What is asked
Please report every line in the items below that contains the string "yellow", treating uppercase and lowercase as different.

(Records from a point labeling set)
***
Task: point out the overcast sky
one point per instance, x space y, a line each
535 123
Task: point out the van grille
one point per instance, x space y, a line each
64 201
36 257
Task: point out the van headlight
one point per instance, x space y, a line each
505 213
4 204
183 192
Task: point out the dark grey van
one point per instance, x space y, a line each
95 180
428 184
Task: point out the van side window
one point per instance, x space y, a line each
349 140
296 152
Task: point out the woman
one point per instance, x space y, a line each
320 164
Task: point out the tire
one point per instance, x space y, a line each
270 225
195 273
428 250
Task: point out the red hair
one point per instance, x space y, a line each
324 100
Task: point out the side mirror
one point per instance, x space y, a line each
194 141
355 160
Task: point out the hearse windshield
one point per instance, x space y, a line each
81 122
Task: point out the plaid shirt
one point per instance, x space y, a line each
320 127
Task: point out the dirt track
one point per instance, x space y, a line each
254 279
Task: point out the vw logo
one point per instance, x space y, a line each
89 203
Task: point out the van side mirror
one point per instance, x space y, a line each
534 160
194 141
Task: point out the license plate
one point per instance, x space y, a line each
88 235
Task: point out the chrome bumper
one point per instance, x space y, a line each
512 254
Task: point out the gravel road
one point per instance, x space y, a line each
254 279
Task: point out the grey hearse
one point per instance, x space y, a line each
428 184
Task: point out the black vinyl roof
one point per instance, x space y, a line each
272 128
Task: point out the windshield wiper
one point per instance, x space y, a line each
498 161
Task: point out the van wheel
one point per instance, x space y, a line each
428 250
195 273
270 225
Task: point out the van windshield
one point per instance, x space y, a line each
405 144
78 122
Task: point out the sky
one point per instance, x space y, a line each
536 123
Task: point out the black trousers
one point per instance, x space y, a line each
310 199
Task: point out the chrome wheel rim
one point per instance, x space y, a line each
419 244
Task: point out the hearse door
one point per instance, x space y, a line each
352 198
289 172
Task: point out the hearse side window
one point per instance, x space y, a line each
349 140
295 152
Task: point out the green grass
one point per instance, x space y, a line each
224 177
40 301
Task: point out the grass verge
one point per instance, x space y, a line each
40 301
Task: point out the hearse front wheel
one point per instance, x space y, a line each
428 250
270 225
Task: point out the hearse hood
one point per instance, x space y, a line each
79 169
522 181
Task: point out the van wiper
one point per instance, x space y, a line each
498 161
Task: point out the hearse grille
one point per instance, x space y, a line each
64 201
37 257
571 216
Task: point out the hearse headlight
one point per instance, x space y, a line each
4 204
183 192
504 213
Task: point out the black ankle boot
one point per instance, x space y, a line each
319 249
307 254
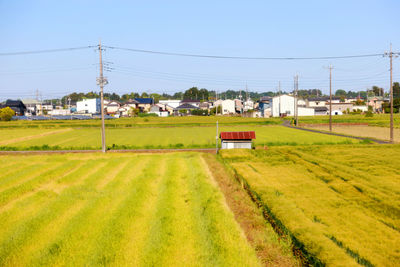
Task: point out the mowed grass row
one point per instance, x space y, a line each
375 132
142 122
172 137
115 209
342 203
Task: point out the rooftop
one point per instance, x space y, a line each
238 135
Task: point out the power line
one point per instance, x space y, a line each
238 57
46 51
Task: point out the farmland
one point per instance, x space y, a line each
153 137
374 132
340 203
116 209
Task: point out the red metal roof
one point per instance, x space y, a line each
***
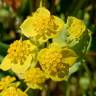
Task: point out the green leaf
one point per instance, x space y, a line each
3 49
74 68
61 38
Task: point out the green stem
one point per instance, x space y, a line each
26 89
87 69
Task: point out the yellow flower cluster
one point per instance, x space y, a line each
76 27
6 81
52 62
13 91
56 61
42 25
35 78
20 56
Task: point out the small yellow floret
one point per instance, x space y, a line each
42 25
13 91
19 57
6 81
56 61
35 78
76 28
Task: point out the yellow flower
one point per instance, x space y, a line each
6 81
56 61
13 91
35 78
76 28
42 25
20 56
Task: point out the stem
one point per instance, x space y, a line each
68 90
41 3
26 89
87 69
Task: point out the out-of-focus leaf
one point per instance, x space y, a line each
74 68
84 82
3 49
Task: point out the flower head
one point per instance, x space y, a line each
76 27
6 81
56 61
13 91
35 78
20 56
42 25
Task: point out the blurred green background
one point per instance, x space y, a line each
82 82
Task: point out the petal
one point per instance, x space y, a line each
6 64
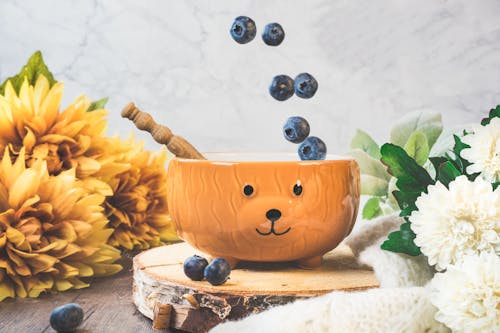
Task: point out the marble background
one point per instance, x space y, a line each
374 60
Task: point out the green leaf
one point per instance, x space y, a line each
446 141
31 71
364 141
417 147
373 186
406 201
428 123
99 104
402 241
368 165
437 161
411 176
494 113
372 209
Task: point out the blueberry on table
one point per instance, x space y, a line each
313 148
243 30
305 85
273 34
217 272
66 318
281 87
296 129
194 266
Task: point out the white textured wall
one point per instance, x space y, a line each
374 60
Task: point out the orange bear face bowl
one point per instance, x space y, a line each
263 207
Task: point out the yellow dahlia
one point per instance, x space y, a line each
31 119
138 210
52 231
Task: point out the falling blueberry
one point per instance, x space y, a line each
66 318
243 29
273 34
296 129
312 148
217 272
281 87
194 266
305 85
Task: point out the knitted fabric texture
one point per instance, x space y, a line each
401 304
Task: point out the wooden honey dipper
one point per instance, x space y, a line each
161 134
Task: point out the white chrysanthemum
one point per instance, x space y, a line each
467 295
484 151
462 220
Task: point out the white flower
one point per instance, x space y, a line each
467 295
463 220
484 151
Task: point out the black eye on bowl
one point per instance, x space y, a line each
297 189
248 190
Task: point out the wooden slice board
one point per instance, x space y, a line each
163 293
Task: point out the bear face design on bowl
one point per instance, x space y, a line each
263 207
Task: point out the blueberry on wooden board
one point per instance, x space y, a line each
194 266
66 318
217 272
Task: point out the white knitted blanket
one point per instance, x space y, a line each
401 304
***
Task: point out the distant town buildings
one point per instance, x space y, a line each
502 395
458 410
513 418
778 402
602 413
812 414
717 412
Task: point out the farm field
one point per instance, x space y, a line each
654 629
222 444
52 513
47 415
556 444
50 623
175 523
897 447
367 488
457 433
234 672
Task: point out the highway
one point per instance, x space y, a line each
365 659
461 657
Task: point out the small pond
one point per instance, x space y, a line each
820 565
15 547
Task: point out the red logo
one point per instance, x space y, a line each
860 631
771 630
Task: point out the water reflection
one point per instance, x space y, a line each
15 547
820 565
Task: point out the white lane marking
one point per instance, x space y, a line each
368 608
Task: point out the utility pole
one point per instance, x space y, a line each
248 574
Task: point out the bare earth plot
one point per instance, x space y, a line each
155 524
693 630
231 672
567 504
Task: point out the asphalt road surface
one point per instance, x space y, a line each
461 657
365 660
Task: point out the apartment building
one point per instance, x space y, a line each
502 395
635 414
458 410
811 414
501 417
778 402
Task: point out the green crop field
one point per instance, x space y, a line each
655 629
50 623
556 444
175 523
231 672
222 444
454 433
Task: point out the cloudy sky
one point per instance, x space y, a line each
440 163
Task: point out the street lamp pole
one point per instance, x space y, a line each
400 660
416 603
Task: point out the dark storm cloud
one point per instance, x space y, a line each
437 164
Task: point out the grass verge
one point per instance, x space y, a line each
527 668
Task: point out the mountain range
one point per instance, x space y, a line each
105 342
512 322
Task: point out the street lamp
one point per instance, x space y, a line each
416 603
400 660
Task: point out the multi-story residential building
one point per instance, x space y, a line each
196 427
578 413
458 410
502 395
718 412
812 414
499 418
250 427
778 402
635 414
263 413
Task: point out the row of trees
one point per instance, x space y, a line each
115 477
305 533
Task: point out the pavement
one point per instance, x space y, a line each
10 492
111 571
***
The reply
Task: point out the yellow flower cluster
Task: point out the small yellow floret
Task: point out the yellow flower
Task: point out the yellow dahlia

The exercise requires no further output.